Task goal — Present each line of the material below as a Markdown table with two columns, Row and Text, giving each line a row number and omitting blank lines. Exclude the pictures from the table.

(Image boundary annotation data)
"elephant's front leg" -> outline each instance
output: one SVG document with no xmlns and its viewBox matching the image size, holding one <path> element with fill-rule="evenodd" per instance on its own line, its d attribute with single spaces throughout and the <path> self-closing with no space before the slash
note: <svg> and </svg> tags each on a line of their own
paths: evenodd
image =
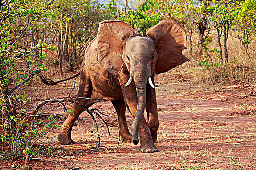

Task result —
| Row | Text |
|---|---|
| 1 | "elephant's front leg" -> outline each instance |
| 2 | output: one SVG document with no xmlns and its viewBox matching the image size, holding one <path> element with fill-rule="evenodd" per instance on its own line, its d attribute with single spaces throughout and the <path> self-closing with no space before the slash |
| 3 | note: <svg> and </svg> tags each on a line of their own |
| 4 | paths: evenodd |
| 5 | image = |